QUOTED TEXT:
○ ○ ○ ○ ○ ○ ○

Perceived organizational support (POS) may therefore consist of financial perceived organizational support (FPOS), career perceived organizational support (CPOS), and adjustment perceived organizational support (APOS). According to Conway (2015), improvement in perceived organizational support (POS) boosts expatriates’ organizational commitment, their job performance, and level of satisfaction. Perceived organizational support (POS) improvement also discourages absenteeism and expatriate’s intention to quit.

Supervisors’ evaluation of the conflict between employees and their work depends on supervisors’ perceptions, but these perceptions are also influenced by gender stereotypes (Li, Bagger, & Cropanzano, 2017). Low job satisfaction increases stress levels among employees, and many of them suffer from emotional fatigue. Positive employee personality increases satisfaction levels (Lie et al., 2016). Supervisors may also contribute to poor expatriates’ performances by failing to tame role ambiguity (RA), which arises when a company fails to clarify the behaviors expected of employees or expatriates given their job or employment position. The reason is that role ambiguity (RA) affects the performance of expatriates by creating unnecessary stress, and this explains why the failure rate of overseas assignments is very high (Kawai & Mohr, 2015). Increase in the cases of role ambiguity (RA) reduces expatriates’ job satisfaction and their work adjustments (Kawai & Mohr, 2015). Its negative effects can be reduced by improving the perceived organizational support (POS).

The Role of Culture in Globalization

As the rate of globalization continues to increase, some national cultures may appear to be converging, but whether cultural convergence and cultural diversity play a key role in improving expatriate employee job performance is still a debatable subject (Sanders, 2014). Diversity in organizations’ workforce has many advantages especially where a company participates in the global economy (Bhatti, Sundram, & Hoe, 2012). Many companies generate huge portion of their revenues from markets outside their home country, and this shows how important it is for such companies to expatriate employees as a way of improving their competitiveness and expanding their markets. By so doing, companies make it easier to expand their operations globally, but the success of such ventures depends on the performances of the expatriates (Bhatti, Sundram, & Hoe, 2012).

The success of an internationalization strategy of a company depends on whether it retains the culture at its home country or it creates a culture that can suit all those countries in which it operates (Sanders, 2014). Sanders (2014) argued that a global company adopts a culture in which its employees can comfortably work as expatriates across the world. On the contrary, Sanders (2014) argues that a national company can have a global presence and yet it is not a global firm. This means that the culture that characterizes the company within the domestic market is exported to other countries making it difficult for expatriates to adjust. In such a case, the culture at a company’s headquarter is taught to locally sourced employees by the expatriates. By replacing expatriates with local company in an organization that was established using the culture imported from the company’s home country, the company cuts the huge costs of hiring expatriates.

○ ○ ○ ○ ○ ○ ○

Coordinate annotation lines:
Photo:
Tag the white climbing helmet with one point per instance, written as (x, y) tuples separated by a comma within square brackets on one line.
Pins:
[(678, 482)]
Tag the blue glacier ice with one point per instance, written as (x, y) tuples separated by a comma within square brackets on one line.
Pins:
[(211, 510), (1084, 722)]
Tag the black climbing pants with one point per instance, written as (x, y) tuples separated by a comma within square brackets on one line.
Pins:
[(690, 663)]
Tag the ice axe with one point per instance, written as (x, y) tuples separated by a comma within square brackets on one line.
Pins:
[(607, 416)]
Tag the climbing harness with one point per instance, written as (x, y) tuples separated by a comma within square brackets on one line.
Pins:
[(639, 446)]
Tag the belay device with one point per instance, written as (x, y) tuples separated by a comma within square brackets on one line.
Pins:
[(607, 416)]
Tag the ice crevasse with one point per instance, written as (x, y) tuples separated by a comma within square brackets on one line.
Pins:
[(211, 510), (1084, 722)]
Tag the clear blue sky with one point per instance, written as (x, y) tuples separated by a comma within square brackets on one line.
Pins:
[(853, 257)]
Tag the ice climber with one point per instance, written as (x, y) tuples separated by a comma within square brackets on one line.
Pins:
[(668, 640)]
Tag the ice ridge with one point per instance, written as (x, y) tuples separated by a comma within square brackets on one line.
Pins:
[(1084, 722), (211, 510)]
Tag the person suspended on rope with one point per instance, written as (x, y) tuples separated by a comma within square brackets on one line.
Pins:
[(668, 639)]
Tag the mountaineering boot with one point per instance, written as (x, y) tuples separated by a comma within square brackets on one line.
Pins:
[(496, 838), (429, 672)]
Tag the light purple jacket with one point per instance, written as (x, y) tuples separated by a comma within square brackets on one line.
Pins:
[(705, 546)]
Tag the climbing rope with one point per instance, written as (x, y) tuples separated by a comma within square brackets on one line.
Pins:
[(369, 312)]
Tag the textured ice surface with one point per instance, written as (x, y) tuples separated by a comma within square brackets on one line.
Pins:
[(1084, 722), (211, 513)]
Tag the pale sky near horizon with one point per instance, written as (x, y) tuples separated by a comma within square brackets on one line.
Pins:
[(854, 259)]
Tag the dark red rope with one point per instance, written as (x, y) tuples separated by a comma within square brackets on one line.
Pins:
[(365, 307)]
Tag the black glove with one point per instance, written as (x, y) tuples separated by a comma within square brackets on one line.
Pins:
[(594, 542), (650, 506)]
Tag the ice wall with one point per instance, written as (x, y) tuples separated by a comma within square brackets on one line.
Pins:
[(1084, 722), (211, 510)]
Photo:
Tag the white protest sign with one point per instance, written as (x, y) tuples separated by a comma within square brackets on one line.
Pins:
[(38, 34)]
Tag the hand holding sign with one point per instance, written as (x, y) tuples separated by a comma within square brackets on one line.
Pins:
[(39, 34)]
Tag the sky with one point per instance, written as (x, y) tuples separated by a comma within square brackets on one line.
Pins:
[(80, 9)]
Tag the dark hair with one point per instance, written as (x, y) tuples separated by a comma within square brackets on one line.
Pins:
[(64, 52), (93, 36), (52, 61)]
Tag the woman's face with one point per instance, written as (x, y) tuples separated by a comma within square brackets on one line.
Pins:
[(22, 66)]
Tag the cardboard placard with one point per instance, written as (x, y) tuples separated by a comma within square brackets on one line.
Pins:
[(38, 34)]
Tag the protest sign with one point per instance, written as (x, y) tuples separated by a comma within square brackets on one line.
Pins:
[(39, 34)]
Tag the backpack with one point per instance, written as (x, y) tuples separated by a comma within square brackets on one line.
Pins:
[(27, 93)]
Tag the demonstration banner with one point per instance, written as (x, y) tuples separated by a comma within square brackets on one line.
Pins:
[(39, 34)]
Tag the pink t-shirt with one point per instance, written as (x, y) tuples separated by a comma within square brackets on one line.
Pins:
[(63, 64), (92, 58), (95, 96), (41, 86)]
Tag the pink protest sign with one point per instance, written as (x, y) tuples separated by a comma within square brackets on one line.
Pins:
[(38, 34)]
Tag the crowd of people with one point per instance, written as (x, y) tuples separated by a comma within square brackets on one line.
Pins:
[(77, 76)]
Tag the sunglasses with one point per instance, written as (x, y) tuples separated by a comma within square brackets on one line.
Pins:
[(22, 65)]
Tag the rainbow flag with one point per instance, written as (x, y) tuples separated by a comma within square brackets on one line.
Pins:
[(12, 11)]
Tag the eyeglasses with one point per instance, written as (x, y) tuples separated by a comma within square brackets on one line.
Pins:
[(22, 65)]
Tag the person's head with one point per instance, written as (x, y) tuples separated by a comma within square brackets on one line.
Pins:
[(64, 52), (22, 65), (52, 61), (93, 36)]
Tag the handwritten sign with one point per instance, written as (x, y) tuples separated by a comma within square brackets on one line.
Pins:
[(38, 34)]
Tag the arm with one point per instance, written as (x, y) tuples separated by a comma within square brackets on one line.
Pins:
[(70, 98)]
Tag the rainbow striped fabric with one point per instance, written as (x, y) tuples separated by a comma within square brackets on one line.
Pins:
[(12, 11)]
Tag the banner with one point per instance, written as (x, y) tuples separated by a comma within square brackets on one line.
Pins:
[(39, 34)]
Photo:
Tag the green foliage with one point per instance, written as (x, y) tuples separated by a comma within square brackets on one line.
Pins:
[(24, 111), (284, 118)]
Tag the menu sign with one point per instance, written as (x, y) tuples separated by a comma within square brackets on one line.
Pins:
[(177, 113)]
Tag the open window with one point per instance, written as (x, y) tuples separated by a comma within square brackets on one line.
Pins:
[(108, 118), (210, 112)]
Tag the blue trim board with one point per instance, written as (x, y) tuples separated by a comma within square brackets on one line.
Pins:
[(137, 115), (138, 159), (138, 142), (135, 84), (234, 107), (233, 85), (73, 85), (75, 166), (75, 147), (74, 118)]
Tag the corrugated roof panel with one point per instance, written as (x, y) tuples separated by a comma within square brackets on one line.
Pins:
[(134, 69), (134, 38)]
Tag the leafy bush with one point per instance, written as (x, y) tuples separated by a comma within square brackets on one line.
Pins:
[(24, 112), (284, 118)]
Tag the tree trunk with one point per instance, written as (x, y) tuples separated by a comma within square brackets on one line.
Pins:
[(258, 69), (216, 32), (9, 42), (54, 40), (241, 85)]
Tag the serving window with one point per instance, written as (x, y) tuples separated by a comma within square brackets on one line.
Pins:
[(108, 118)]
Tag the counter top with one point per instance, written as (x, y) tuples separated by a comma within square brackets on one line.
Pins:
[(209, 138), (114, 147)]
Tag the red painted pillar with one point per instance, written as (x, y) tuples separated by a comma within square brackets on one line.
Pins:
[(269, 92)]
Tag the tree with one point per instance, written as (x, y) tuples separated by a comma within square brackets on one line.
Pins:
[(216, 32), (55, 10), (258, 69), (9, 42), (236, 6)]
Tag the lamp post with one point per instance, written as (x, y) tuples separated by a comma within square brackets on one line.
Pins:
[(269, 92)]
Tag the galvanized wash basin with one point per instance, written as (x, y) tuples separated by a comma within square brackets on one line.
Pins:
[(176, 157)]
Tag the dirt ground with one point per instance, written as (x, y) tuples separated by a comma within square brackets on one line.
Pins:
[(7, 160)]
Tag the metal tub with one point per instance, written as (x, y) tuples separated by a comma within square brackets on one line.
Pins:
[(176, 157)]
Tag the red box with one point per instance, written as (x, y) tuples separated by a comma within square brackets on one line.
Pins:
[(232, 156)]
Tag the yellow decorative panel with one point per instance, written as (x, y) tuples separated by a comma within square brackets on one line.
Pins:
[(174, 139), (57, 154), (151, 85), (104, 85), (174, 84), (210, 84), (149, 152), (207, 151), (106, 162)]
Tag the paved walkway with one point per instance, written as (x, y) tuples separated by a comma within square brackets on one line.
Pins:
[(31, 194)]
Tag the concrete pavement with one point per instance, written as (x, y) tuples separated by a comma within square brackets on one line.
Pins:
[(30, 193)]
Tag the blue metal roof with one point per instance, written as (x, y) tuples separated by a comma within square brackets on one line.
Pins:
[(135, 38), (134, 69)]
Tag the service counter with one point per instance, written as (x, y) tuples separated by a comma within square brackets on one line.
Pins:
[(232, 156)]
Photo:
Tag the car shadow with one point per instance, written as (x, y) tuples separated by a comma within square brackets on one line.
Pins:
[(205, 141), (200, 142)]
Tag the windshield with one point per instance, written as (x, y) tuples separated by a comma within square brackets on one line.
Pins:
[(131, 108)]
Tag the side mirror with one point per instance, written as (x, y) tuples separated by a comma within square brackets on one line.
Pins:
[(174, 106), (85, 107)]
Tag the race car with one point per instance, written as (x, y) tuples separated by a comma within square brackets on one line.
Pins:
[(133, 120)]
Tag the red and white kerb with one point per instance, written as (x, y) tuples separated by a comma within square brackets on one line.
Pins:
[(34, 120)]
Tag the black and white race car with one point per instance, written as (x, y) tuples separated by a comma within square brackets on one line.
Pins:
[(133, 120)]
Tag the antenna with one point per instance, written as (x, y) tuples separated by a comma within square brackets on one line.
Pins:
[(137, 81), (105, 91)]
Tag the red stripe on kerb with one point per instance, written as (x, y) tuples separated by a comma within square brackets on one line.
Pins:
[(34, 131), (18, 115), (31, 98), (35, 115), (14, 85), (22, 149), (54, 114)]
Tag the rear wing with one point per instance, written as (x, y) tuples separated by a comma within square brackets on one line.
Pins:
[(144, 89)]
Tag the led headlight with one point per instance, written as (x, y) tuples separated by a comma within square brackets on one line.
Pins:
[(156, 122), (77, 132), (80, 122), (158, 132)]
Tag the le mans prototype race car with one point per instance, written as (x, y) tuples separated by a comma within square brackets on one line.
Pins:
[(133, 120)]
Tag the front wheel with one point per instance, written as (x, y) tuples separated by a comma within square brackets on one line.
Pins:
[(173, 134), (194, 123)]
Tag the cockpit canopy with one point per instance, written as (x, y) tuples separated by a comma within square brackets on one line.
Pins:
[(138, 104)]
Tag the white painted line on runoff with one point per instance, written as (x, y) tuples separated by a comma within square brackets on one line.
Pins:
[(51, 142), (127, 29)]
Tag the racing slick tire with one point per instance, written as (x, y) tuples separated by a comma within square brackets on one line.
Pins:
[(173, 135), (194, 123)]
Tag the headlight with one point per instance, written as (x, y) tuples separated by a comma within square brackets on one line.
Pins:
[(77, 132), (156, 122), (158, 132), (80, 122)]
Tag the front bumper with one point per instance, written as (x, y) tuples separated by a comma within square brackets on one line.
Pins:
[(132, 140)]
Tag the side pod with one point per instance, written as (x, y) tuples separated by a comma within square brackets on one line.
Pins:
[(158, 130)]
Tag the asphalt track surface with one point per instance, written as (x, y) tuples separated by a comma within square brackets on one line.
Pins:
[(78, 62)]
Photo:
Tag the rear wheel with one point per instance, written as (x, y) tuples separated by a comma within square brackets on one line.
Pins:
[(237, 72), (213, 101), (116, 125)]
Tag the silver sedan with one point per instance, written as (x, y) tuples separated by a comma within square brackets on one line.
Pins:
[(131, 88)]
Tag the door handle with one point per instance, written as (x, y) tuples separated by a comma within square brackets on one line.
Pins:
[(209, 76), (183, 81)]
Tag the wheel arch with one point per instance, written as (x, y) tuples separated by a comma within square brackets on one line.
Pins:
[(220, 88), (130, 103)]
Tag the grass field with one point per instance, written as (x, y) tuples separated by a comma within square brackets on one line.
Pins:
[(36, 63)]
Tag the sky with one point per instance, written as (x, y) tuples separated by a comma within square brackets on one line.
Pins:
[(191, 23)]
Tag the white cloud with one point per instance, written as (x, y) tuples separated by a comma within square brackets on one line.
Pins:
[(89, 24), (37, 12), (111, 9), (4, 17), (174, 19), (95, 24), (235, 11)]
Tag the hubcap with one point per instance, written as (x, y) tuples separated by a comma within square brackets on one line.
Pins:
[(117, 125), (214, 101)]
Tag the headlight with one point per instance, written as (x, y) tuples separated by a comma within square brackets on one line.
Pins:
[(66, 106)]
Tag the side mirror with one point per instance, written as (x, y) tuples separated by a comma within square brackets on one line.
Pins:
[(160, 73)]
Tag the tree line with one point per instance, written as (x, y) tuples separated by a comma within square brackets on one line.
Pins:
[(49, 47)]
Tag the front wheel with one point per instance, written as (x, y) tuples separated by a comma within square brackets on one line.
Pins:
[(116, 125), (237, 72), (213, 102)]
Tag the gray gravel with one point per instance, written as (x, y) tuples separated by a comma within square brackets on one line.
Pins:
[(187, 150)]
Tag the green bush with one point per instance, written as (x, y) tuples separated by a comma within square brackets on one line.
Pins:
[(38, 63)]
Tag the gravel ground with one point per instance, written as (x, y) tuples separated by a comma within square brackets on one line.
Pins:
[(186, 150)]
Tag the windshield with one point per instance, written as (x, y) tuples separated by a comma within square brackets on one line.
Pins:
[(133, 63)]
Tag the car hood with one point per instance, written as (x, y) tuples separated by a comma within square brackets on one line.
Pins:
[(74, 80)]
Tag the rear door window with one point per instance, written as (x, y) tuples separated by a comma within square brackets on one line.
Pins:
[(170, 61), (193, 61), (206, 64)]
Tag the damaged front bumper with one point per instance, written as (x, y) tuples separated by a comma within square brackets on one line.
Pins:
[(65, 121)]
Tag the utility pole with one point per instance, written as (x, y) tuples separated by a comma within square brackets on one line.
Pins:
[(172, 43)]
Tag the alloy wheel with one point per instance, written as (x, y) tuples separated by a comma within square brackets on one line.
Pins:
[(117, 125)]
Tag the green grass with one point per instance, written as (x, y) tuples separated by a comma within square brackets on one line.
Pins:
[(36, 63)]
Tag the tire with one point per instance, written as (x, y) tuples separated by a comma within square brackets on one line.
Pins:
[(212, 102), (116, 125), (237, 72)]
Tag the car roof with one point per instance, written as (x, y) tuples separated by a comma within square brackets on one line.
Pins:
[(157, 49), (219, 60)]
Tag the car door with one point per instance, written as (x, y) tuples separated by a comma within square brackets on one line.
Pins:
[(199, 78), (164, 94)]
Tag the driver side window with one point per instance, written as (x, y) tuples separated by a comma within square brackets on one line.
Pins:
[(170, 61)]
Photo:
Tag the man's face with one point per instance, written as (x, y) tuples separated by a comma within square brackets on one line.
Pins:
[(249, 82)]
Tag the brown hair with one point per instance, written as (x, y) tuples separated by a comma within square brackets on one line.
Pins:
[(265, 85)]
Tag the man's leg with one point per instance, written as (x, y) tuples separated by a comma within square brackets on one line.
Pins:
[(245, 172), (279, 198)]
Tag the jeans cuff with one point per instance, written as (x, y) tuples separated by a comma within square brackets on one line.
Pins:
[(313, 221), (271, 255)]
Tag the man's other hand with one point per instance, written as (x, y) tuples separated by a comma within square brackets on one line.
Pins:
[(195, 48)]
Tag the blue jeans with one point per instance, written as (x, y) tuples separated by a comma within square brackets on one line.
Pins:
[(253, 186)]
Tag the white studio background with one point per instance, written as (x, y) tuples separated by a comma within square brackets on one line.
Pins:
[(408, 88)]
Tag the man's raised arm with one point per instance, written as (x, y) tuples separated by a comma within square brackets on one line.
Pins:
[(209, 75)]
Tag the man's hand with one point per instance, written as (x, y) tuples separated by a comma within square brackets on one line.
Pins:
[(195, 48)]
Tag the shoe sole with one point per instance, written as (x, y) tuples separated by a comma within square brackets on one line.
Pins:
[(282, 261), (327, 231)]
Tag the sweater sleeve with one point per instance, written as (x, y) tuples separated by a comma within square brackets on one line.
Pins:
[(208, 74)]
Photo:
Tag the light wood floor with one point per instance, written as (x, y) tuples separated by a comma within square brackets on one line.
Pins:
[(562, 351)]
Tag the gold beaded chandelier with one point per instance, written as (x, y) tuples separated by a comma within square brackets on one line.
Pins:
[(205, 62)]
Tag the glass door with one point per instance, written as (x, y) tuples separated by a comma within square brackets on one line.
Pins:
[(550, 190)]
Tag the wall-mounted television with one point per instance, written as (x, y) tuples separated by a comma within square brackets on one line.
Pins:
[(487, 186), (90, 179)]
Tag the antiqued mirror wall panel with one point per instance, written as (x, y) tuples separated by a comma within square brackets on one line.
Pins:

○ ○ ○ ○ ○ ○ ○

TO BE DONE:
Continue the text on expatriates, organizational support, and culture from its last sentence.

FINAL ANSWER:
Expatriates have better chances of adjustment at workplace in a global company than in a national company that operates globally, and this explains why it is easier for companies to deploy expatriates to those countries that they worked before in order to improve their performances. However, the study by Sanders (2014) was based on the results of an interview that involved only one respondent. The claims by Sanders (2014) raises the question of whether global companies should worry about expatriates’ cross cultural competence (CCC) whenever employees are deployed to work overseas. According to Eisenberg, Lee, Br”ck, Brenner, Claes, Mironski, and Bell (2013), conscientiousness trait and the trait of openness play a major role in determining cross cultural competence (CCC), but the institutions in the home country and those in the host countries have institutional differences that limit the effects of the traits (Wang, Freeman, & Zhu, 2013). In this case, cross cultural competence (CCC) is defined as expatriate’s knowledge, motivation, and skills that help him/her to adapt successfully in host countries where the culture differs from that of the home country. Living abroad has significant effects on cross cultural competence (CCC) (Eisenberg et al., 2013). Eisenberg et al. (2013) argues that ‘international experiences of working and living in a foreign culture positively impact various aspects of expatriates’ cross-cultural skills’ (p. 608). The reason is that expatriates who lived in foreign countries in the past have greater cultural sensitivity, and their decisions are more effective as compared to those who never lived abroad.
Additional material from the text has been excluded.